Render the lines of the data below as a JSON list of strings, one string per line, omitting blank lines. Include only the lines from the one containing "the man's ear" through the end of the data.

Part of a data file:
--- Begin ---
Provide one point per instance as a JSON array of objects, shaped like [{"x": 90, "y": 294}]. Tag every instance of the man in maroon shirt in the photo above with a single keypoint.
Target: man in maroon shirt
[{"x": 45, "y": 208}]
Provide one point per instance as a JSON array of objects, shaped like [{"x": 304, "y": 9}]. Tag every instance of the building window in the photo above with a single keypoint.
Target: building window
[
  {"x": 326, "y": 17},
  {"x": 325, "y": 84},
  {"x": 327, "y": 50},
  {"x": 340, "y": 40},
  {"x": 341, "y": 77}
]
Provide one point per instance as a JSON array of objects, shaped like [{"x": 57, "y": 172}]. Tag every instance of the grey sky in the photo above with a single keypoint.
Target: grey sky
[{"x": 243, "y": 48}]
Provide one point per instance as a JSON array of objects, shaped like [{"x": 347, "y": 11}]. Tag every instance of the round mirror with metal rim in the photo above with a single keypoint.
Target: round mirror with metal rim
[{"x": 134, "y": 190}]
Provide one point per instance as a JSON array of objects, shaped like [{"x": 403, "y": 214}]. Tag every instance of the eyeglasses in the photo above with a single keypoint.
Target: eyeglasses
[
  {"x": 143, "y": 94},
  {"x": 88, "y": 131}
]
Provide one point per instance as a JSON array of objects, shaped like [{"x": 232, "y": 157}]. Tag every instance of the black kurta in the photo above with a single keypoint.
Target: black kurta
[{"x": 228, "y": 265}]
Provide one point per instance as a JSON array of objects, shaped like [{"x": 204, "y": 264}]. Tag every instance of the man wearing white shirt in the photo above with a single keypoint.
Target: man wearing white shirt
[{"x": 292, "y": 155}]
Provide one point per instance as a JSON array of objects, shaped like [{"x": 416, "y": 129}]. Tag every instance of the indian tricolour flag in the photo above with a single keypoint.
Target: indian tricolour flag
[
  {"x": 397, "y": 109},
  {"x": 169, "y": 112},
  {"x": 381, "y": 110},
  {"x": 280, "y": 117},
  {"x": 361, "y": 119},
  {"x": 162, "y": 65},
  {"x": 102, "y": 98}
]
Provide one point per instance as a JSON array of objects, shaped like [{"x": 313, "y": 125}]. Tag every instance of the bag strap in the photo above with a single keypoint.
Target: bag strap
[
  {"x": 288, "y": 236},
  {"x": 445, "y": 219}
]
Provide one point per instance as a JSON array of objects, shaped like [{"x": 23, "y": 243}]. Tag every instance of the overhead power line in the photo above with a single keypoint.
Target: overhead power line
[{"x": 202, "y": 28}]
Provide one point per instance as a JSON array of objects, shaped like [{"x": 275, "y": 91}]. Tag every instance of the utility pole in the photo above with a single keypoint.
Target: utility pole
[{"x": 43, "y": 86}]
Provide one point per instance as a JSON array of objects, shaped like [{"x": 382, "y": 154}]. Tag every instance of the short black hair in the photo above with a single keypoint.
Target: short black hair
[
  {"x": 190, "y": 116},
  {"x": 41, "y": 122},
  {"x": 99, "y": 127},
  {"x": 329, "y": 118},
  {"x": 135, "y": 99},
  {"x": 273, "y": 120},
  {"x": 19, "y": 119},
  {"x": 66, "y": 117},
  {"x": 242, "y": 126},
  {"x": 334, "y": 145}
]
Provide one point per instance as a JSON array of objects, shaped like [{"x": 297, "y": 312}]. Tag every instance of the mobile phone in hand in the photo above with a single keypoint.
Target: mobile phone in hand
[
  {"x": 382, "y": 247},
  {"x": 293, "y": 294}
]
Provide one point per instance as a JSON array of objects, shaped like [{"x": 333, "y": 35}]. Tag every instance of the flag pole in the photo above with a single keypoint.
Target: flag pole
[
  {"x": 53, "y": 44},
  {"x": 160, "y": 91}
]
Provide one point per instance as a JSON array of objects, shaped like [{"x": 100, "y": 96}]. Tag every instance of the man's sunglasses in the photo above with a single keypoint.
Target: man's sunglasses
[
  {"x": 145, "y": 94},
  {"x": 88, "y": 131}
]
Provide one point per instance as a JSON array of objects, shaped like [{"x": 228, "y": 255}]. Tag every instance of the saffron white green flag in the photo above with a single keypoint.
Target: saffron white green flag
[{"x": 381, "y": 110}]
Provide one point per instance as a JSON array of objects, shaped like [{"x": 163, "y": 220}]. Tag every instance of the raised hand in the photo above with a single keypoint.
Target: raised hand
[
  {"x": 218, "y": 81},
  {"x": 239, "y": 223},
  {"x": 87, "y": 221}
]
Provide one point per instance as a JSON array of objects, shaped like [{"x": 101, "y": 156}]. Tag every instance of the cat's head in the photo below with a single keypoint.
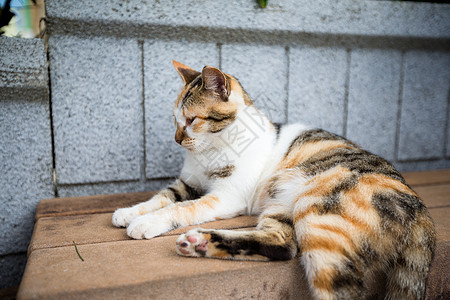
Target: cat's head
[{"x": 208, "y": 103}]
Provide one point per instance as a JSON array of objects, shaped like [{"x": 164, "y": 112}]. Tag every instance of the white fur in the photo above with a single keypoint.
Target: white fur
[{"x": 249, "y": 144}]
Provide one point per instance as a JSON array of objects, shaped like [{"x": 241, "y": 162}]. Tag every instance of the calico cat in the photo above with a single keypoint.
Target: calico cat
[{"x": 346, "y": 212}]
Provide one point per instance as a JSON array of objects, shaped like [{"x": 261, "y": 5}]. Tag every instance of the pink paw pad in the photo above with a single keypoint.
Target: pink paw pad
[
  {"x": 202, "y": 247},
  {"x": 192, "y": 239}
]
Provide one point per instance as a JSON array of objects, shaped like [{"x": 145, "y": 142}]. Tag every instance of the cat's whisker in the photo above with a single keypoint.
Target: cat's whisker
[{"x": 345, "y": 208}]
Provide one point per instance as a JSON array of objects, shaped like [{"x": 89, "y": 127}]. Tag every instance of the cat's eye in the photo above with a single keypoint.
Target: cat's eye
[{"x": 189, "y": 121}]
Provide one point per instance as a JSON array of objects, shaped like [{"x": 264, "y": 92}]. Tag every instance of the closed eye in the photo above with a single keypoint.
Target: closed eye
[{"x": 190, "y": 120}]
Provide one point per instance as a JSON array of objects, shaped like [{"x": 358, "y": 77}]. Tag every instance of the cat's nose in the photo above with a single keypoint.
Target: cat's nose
[{"x": 180, "y": 134}]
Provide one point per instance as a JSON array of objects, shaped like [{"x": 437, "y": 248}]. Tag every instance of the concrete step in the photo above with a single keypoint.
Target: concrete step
[{"x": 115, "y": 266}]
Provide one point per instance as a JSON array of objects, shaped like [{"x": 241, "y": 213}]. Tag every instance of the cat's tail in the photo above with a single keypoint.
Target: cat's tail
[{"x": 408, "y": 274}]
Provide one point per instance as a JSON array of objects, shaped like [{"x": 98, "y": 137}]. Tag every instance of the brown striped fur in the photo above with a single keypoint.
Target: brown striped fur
[{"x": 352, "y": 217}]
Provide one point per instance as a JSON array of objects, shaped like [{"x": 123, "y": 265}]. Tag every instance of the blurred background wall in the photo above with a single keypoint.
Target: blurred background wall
[{"x": 88, "y": 109}]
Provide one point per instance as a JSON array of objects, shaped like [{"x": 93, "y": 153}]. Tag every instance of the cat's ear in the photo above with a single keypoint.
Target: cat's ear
[
  {"x": 213, "y": 79},
  {"x": 186, "y": 73}
]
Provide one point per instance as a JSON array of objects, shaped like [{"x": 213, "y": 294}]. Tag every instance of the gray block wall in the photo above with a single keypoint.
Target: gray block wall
[
  {"x": 377, "y": 72},
  {"x": 26, "y": 160}
]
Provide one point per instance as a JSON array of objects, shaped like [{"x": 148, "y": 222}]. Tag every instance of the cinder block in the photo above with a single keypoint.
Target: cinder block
[
  {"x": 262, "y": 70},
  {"x": 448, "y": 134},
  {"x": 97, "y": 108},
  {"x": 24, "y": 56},
  {"x": 373, "y": 100},
  {"x": 26, "y": 169},
  {"x": 317, "y": 87},
  {"x": 164, "y": 157},
  {"x": 111, "y": 188},
  {"x": 424, "y": 105},
  {"x": 23, "y": 69},
  {"x": 12, "y": 269},
  {"x": 405, "y": 166},
  {"x": 177, "y": 18}
]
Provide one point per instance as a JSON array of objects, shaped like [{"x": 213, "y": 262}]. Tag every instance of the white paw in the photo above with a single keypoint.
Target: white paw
[
  {"x": 147, "y": 227},
  {"x": 192, "y": 243},
  {"x": 123, "y": 216}
]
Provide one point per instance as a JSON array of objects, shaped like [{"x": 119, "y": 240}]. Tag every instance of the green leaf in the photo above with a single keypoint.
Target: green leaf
[{"x": 262, "y": 3}]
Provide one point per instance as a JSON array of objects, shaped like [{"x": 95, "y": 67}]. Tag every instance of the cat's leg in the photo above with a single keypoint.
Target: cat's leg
[
  {"x": 331, "y": 254},
  {"x": 273, "y": 239},
  {"x": 177, "y": 191},
  {"x": 207, "y": 208}
]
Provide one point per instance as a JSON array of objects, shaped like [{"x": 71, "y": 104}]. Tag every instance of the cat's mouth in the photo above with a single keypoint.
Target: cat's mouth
[{"x": 189, "y": 144}]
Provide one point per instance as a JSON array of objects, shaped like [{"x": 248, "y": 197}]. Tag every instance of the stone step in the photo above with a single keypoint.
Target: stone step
[{"x": 115, "y": 266}]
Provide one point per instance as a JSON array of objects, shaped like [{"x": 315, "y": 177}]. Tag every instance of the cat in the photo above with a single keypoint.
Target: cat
[{"x": 344, "y": 211}]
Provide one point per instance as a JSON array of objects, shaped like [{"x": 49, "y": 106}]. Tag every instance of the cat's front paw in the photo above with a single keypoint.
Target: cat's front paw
[
  {"x": 147, "y": 227},
  {"x": 123, "y": 216},
  {"x": 193, "y": 243}
]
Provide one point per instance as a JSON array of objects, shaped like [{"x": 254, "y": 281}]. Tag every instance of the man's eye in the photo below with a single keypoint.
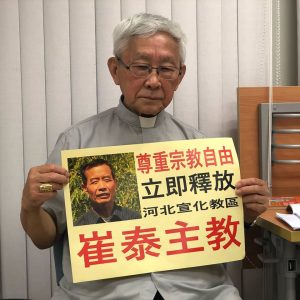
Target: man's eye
[
  {"x": 144, "y": 68},
  {"x": 166, "y": 69}
]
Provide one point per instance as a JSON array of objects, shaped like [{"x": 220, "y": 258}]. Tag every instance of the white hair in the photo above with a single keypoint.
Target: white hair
[{"x": 145, "y": 25}]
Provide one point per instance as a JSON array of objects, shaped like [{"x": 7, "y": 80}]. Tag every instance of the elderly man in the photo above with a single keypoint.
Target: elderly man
[
  {"x": 100, "y": 184},
  {"x": 148, "y": 65}
]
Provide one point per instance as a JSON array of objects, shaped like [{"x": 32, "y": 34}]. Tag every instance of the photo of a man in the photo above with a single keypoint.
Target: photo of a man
[{"x": 100, "y": 184}]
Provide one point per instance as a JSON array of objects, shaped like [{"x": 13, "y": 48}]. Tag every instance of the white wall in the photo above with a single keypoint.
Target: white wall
[{"x": 53, "y": 73}]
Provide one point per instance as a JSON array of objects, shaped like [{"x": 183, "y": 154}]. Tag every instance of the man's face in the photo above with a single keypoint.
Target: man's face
[
  {"x": 147, "y": 95},
  {"x": 100, "y": 186}
]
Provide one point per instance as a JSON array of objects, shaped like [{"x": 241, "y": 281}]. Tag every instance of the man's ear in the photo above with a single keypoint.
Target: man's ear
[
  {"x": 180, "y": 77},
  {"x": 84, "y": 188},
  {"x": 113, "y": 69}
]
--- End ---
*REPLY*.
[
  "Provide one point per instance as a JSON array of objects, shaped like [{\"x\": 241, \"y\": 281}]. Tag every instance of the man's ear in the photo above with a single keypoint.",
  "Target: man's ear",
  "[",
  "  {\"x\": 180, \"y\": 77},",
  "  {\"x\": 84, \"y\": 188},",
  "  {\"x\": 113, \"y\": 69}",
  "]"
]